+++ Quoted passage

4.2. Training Speech Enhancement Model
4.2.1. Data Collection

In some embodiments, the server 102 starts with a sampling rate common in today's multimedia communication. The server 102 prepares a second dataset of speech signals, such as 334, that are contaminated to various extents for a speech enhancement model. The speech signals in the second dataset can also be subject to different codecs with different bitrates. The server 102 then down-samples the speech signals in the second dataset to obtain a down-sampled dataset of a lower sampling rate, such as 16 kHz. Next, the server runs the down-sampled dataset through the trained feature extraction model, and obtains a second training set of sets of feature vectors, such as 338, for the speech enhancement model.

4.2.2. Speech Enhancement Model

In some embodiments, the server 102 builds a speech enhancement model, such as 350, from the second training set. The server 102 can build a WaveRNN model, as described in the paper titled “Efficient Neural Audio Synthesis” by Kalchbrenner et al. WaveRNN uses a sequential process to generate high-quality samples efficiently. WaveRNN is a deep neural network that takes as input a set of feature vectors, one for each frame of the original speech signal, which is expected to characterize a corresponding clean speech signal, and generates as output a corresponding improved speech signal, which is expected to correspond to the clean speech signal. Therefore, the server 102 can use sets of feature vectors generated from distorted speech signals by the feature extraction model for building the WaveRNN model with the goal to obtain, for each distorted speech signal, an improved speech signal that is free from any distortions present in the distorted speech signal, such as 340.

Specifically, WaveRNN includes a conditional network and a recurrent network. The conditional network consists of a pair of convolutional networks: a residual network and an upsampling network that work in parallel. The residual network with growing dilations through blocks of learned transforms can map a set of feature vectors to a latent representation, which is then split into multiple parts that are used as input to the subsequent recurrent network. At the same time, the set of feature vectors goes through the upsampling network to generate a second set of feature vectors that match the temporal size of the original speech signal. The outputs of these two convolutional networks are concatenated to form a set of output feature vectors, which is then fed into the recurrent network.

The recurrent network, which contains fully connected (FC) layers, unidirectional gated recurrent units (GRU), and a softmax function, generates the improved speech signal one sample at a time. As each output feature vector generally corresponds to a frame of multiple samples, the same output feature vector is used in generating the corresponding samples in the improved speech signal. For each current sample of the improved speech signal, the output feature vector and the previous samples already generated are concatenated before going through blocks of learned transforms ending with the softmax activation to compute the probability of each possible value for the current sample, which is then used to calculate the cross-entropy loss of the clean speech samples.

++++++
+++ Extracted information

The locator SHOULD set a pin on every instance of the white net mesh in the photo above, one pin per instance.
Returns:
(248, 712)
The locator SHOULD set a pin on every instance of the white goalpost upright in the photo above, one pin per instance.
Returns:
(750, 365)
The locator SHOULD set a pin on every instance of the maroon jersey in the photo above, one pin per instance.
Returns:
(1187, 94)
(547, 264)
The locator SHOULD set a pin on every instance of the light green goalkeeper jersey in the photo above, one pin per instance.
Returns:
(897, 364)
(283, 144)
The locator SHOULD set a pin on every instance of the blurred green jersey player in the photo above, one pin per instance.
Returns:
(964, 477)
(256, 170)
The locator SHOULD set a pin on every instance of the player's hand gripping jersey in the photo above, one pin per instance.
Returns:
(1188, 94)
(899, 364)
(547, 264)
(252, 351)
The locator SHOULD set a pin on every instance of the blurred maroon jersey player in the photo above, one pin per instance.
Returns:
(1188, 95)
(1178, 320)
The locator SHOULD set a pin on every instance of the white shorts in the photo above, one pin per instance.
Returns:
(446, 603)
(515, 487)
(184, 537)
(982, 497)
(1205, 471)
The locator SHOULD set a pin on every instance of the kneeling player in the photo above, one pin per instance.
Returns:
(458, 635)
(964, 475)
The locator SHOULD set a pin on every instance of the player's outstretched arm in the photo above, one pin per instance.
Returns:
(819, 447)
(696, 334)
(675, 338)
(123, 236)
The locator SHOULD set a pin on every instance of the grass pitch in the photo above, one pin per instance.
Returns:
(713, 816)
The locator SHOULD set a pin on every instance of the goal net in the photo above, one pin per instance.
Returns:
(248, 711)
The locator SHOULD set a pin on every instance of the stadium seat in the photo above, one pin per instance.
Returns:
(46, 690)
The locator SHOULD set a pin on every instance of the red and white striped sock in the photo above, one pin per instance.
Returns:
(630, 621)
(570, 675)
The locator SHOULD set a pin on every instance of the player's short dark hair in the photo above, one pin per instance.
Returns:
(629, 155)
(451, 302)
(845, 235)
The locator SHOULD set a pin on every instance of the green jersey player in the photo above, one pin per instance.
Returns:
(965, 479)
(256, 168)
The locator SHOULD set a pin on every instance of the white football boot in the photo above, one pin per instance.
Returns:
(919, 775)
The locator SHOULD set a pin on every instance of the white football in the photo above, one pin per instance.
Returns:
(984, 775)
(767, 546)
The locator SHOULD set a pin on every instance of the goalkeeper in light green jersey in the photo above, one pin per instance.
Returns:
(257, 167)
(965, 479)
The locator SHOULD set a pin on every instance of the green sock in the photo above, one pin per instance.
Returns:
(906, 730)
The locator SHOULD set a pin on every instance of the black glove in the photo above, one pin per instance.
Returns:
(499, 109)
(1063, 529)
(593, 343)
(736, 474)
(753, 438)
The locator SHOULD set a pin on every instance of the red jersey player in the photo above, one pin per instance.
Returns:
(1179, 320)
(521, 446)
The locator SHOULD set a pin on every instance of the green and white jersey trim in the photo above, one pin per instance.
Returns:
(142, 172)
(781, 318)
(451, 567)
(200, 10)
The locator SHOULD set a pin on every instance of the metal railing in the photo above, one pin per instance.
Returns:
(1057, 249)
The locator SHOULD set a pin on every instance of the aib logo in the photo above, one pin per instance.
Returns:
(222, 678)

++++++

### Short problem A
Answer these questions from the speech enhancement excerpt:
(i) What lower sampling rate is given as an example for the down-sampled dataset?
(ii) Which two networks make up the conditional network of WaveRNN?
(iii) What three components does the recurrent network contain?
### Short problem B
Locate every line of the entries that contains the string "goalkeeper", with case counting, and copy each such line.
The speech enhancement excerpt and the entries have nothing to do with each other.

### Exercise answer A
(i) 16 kHz
(ii) A residual network and an upsampling network
(iii) Fully connected (FC) layers, unidirectional gated recurrent units (GRU), and a softmax function

### Exercise answer B
The locator SHOULD set a pin on every instance of the light green goalkeeper jersey in the photo above, one pin per instance.
The locator SHOULD set a pin on every instance of the goalkeeper in light green jersey in the photo above, one pin per instance.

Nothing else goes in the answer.